# Task requirements
Lay out all of the material below as a CSV with two columns, text and answer, giving one row per text together with the answer that follows it. Put each field in double quotes and turn any line breaks inside a field into spaces.

# Records to process
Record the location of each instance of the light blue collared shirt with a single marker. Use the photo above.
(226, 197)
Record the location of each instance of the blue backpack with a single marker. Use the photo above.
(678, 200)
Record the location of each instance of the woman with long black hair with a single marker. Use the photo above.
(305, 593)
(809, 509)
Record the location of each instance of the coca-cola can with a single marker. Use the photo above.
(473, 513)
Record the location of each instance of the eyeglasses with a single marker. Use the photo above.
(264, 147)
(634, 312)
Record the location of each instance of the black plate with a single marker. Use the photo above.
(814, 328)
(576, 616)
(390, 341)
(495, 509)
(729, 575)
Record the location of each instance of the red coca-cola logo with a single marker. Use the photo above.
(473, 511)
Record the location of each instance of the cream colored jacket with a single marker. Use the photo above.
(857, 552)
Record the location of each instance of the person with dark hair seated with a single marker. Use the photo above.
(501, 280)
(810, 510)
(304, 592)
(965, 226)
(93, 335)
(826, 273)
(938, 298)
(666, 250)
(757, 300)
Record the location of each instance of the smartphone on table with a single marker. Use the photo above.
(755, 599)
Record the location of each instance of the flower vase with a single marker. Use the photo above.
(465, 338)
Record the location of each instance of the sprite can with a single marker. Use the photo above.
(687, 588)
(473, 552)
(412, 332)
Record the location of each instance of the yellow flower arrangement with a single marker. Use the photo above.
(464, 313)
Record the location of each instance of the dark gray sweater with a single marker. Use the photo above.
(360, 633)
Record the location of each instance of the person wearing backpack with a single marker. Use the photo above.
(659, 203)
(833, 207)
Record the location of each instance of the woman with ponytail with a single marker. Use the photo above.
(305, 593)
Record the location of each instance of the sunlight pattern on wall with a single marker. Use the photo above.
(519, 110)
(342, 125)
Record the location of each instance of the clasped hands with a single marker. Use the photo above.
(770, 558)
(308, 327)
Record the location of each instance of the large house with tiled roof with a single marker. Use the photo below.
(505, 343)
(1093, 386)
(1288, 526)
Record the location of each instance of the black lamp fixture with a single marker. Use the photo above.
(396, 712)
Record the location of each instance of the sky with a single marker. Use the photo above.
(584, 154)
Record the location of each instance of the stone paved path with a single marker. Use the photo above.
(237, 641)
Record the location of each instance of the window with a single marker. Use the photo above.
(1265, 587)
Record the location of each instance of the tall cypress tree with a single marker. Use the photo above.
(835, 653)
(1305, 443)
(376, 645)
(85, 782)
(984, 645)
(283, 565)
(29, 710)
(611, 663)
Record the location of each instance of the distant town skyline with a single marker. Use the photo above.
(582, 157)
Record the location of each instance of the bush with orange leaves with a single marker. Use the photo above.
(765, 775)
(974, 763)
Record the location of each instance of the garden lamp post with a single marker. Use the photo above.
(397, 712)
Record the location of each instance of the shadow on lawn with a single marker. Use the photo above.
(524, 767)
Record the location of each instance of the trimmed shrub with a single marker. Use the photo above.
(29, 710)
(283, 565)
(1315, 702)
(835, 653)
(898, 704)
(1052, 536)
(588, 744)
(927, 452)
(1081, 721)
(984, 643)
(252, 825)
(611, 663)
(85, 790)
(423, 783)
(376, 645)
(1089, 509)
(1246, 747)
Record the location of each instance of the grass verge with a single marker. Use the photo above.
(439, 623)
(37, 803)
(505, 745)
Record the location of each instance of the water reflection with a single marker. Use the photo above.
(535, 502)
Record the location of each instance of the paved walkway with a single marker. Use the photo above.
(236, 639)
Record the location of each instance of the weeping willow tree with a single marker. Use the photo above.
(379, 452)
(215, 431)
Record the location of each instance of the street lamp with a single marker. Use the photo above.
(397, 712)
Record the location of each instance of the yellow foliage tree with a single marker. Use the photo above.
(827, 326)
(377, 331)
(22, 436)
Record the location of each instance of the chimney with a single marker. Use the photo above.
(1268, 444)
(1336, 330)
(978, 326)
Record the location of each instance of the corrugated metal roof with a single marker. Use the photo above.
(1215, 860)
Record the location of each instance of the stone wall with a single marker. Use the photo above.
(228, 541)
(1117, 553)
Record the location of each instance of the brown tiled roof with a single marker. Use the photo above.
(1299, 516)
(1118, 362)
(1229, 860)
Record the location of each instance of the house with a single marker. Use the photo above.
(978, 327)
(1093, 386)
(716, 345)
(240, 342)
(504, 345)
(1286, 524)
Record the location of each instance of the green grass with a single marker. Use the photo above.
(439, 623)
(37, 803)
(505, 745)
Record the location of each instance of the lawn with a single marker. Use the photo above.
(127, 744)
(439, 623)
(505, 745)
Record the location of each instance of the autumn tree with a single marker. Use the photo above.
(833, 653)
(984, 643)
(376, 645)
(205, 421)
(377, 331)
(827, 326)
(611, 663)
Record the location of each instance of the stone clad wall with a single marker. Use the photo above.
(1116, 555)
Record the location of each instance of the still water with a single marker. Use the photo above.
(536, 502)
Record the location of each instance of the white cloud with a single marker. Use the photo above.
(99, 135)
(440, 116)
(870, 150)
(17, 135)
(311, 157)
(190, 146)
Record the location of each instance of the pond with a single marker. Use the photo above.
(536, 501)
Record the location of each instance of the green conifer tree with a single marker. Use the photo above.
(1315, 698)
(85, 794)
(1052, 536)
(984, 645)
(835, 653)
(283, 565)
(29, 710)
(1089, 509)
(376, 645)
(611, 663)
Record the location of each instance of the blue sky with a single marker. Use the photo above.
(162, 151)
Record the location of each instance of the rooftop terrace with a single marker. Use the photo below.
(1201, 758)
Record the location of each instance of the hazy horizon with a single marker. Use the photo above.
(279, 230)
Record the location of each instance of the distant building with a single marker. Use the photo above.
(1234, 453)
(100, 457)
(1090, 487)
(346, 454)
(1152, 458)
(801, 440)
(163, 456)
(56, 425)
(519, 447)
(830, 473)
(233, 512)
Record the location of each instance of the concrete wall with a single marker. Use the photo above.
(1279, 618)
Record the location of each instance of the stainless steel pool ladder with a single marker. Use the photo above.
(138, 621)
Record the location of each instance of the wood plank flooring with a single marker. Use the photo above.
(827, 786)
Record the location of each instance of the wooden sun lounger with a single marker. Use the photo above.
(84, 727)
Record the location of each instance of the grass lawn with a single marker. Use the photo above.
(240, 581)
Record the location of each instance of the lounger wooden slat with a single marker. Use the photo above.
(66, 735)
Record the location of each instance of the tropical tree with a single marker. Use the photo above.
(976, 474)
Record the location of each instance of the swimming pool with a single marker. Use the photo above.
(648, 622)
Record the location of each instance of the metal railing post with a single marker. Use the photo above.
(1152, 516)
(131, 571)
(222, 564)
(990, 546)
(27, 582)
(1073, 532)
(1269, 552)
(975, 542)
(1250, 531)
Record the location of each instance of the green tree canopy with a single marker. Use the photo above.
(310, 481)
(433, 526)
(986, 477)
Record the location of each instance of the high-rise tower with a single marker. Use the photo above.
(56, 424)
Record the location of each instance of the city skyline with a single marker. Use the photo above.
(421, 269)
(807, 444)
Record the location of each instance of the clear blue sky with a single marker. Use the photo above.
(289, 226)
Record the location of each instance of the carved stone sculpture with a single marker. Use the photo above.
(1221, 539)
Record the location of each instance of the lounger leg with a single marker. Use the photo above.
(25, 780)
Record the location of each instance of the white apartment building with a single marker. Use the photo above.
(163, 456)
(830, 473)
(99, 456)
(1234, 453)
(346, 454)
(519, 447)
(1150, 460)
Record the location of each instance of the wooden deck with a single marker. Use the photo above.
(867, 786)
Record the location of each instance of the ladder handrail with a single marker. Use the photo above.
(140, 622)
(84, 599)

# In response
text,answer
"Record the location of each instance of the light blue collared shirt with a single marker. Use the photo above.","(226, 197)"
"Record the location of each instance of the blue backpack with a single marker. Use the photo above.","(678, 200)"
"Record the location of each instance of the woman with long black hair with a single marker. Use the photo above.","(305, 593) (809, 509)"
"Record the location of each instance of the coca-cola can with a single marker. Use the photo above.","(473, 513)"
"Record the location of each instance of the eyeglasses with a single marker. Use the photo above.","(264, 147) (634, 312)"
"Record the location of each instance of the black plate with a single marker. Use the photo above.","(814, 328) (576, 616) (390, 341) (495, 509) (729, 575)"
"Record the location of each instance of the red coca-cola logo with a single marker. Use the photo above.","(473, 511)"
"Record the location of each instance of the cream colored jacket with a single marker. Use the photo above.","(857, 552)"
"Record the location of each instance of the person with dark hair seated with a single marker. Use the photo above.","(501, 280) (810, 510) (304, 592) (965, 226) (93, 335) (826, 273) (938, 298) (666, 250) (757, 300)"
"Record the location of each instance of the smartphone on table with a single marker. Use the photo above.","(755, 599)"
"Record the location of each instance of the flower vase with a single marker. Use the photo above.","(465, 338)"
"Record the location of each instance of the sprite can with a single marker. Use the photo above.","(687, 588) (473, 552) (412, 332)"
"Record the location of each instance of the yellow flower arrangement with a single marker. Use the photo above.","(464, 313)"
"Record the location of each instance of the dark gray sweater with a single marker. Use the photo above.","(360, 633)"
"Record the location of each instance of the person wearing backpack with a single marker. Use the photo above.","(659, 203) (833, 207)"
"Record the location of each instance of the woman with ponytail with a single marker. Use the photo above.","(305, 593)"
"Record the location of each instance of the sunlight pattern on wall with a single marker. Use the photo above.","(519, 110) (342, 125)"
"Record the location of each instance of the clasped hands with a single marker. Use the photo above.","(770, 558) (308, 327)"
"Record the location of each instance of the large house with tiled roof with a single marker. Use the photo below.","(505, 343) (1093, 386) (1288, 526)"
"Record the location of each instance of the black lamp fixture with a single marker. Use the photo above.","(396, 712)"
"Record the location of each instance of the sky with a single marker. Use the photo above.","(584, 154)"
"Record the location of each instance of the stone paved path with a single marker. Use the photo above.","(237, 641)"
"Record the location of each instance of the window with a single marker. Use the photo above.","(1265, 587)"
"Record the location of each instance of the tall cypress tree with a single marker. Use the photo above.","(835, 653) (1305, 443) (376, 645) (85, 782) (984, 645) (283, 565) (29, 710) (611, 663)"
"Record the location of each instance of the distant town skyline with a single marker. Use the photo above.","(582, 157)"
"Record the location of each instance of the bush with orange leaves with a single marker. Use the photo above.","(765, 775) (974, 763)"
"Record the location of each instance of the garden lamp post with a single marker. Use the photo above.","(397, 712)"
"Record the location of each instance of the shadow on lawn with a single marker. Use the photo above.","(524, 767)"
"Record the location of each instance of the trimmed shrub with a single marker. Use the photo above.","(29, 710) (283, 565) (1315, 702) (835, 653) (898, 704) (1052, 536) (588, 744) (927, 452) (1081, 721) (984, 643) (252, 825) (611, 663) (85, 790) (423, 783) (376, 645) (1089, 509) (1246, 747)"
"Record the location of each instance of the grass verge with a single marker. Use the photo above.","(439, 623) (37, 803) (505, 745)"
"Record the location of each instance of the water reflection with a single marker. Use the photo above.","(535, 502)"
"Record the location of each instance of the paved walkway with a single marker. Use the photo above.","(236, 639)"
"Record the location of each instance of the weeping willow tree with a single marker. Use the photo above.","(379, 452) (215, 431)"
"Record the location of each instance of the street lamp with a single marker. Use the photo above.","(397, 712)"
"Record the location of each instance of the yellow foliage tree with a single marker. Use the photo above.","(827, 326) (377, 331) (22, 436)"
"Record the location of each instance of the chimney with a single marker. Use the photo above.","(1268, 444) (1336, 330) (978, 326)"
"Record the location of each instance of the corrugated metal roof with a single marker. Use the photo above.","(1215, 860)"
"Record the location of each instance of the stone wall with a single marker. Use the photo above.","(228, 541) (1117, 553)"
"Record the location of each instance of the brown tiled roof with a single marker. Use the photo above.","(1299, 516) (1118, 362) (1229, 860)"
"Record the location of each instance of the house with a single marker. Use the photo above.","(978, 327) (1093, 386) (716, 345) (240, 342) (504, 345) (1286, 524)"
"Record the location of each instance of the green grass with a single marker. Use the photo above.","(439, 623) (37, 803) (505, 745)"
"Record the location of each instance of the lawn with a single marker. Use the photo above.","(127, 744) (439, 623) (505, 745)"
"Record the location of each instance of the autumn tree with a single marker. Use the photo above.","(833, 653) (984, 643) (376, 645) (205, 421) (377, 331) (827, 326) (611, 663)"
"Record the location of each instance of the stone clad wall with a single marker. Use the photo above.","(1116, 555)"
"Record the location of each instance of the still water with a single marker. Use the photo above.","(536, 502)"
"Record the location of each instance of the white cloud with a single marker. Use the photo above.","(99, 135) (440, 116) (870, 150) (17, 135) (311, 157) (190, 146)"
"Record the location of each instance of the pond with a single marker. Use the photo above.","(536, 501)"
"Record the location of each instance of the green conifer tree with a single marker. Use the photo above.","(1315, 698) (85, 794) (1052, 536) (984, 645) (835, 653) (283, 565) (29, 710) (1089, 509) (376, 645) (611, 663)"
"Record the location of each instance of the blue sky with a single marker. Use the photo above.","(162, 151)"
"Record the location of each instance of the rooftop terrace with a single marker. Use the photo below.","(1201, 758)"
"Record the location of each instance of the hazy horizon with a single marker. Use the photo above.","(279, 230)"
"Record the location of each instance of the distant building with a single marker. Use the photo above.","(1234, 453) (100, 457) (1090, 487) (346, 454) (1152, 458) (801, 440) (163, 456) (56, 425) (519, 447) (830, 473) (233, 512)"
"Record the location of each instance of the concrete wall with a single marker. Use the photo above.","(1279, 618)"
"Record the location of each instance of the stainless steel pool ladder with a single marker. Use the photo above.","(138, 621)"
"Record the location of each instance of the wood plank flooring with a single marker. Use the photo above.","(827, 786)"
"Record the location of each instance of the wooden sun lounger with a single marker. Use the photo above.","(84, 727)"
"Record the location of each instance of the grass lawn with a single marker. Use the photo above.","(240, 581)"
"Record the location of each instance of the lounger wooden slat with a single marker. Use the photo above.","(66, 735)"
"Record the location of each instance of the tropical tree with a single marker. Use the photo above.","(976, 474)"
"Record the location of each instance of the swimming pool with a single marker. Use the photo above.","(648, 622)"
"Record the location of each instance of the metal railing post with a single marker. Use the photo above.","(1152, 516) (131, 571) (222, 564) (990, 546) (27, 582) (1073, 532) (1269, 552) (975, 542) (1250, 531)"
"Record the location of each instance of the green tree canopy with a single marker. Use the photo above.","(310, 481) (433, 526) (986, 477)"
"Record the location of each instance of the high-rise tower with a single marker. Use the photo above.","(56, 424)"
"Record the location of each instance of the city skyline with a single marker. Use the photo above.","(421, 269) (807, 444)"
"Record the location of each instance of the clear blue sky with a single marker. Use the photo above.","(289, 226)"
"Record the location of each instance of the carved stone sculpture with a single marker. Use the photo above.","(1221, 539)"
"Record the location of each instance of the lounger leg with a single marker. Use the photo above.","(25, 780)"
"Record the location of each instance of the white apartment building with a single marker. Use the photo above.","(163, 456) (830, 473) (99, 456) (1234, 453) (346, 454) (519, 447) (1150, 460)"
"Record the location of each instance of the wooden deck with a single marker. Use the photo above.","(867, 786)"
"Record the location of each instance of the ladder handrail with a single marker. Use the photo above.","(140, 622) (84, 599)"